━━━ 数据集 ━━━
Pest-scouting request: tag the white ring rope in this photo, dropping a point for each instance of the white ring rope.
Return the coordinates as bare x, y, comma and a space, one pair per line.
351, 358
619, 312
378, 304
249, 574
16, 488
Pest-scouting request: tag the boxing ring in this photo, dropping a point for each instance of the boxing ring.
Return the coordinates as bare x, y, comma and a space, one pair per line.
━━━
━━━ 数据集 ━━━
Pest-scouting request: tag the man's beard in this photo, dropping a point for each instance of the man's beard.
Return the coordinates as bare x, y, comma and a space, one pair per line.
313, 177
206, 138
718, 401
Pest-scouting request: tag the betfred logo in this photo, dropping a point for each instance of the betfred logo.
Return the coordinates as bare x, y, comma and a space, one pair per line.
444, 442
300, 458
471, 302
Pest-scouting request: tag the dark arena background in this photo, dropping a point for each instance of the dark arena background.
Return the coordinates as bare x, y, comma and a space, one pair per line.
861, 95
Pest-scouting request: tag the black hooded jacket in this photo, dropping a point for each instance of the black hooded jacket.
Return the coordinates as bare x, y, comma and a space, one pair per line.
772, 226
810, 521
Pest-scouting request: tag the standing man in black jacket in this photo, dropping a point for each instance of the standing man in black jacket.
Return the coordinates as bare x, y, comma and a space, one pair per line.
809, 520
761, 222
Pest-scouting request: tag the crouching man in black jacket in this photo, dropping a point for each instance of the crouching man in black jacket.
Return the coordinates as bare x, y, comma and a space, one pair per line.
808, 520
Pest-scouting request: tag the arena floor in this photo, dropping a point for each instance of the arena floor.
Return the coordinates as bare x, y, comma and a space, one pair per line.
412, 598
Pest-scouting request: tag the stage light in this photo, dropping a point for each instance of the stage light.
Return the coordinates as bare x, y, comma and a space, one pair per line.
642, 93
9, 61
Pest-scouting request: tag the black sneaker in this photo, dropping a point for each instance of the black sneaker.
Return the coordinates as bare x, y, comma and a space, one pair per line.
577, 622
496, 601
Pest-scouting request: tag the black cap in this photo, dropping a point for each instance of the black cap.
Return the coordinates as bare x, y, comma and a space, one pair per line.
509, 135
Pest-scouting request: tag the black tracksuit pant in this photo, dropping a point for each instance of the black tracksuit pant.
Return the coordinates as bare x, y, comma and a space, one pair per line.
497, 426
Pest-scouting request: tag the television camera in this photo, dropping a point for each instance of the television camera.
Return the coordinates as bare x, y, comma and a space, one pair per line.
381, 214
━━━
请列出上方列表中所有含有字符串“arena”的行，逐行完整抄录，匹配时区分大小写。

• **书面解答**
Pest-scouting request: tag the dark arena background in this photo, dropping a point for each instance of the dark arena background.
Pest-scouting request: tag the arena floor in this photo, dropping a point for each instance of the arena floor.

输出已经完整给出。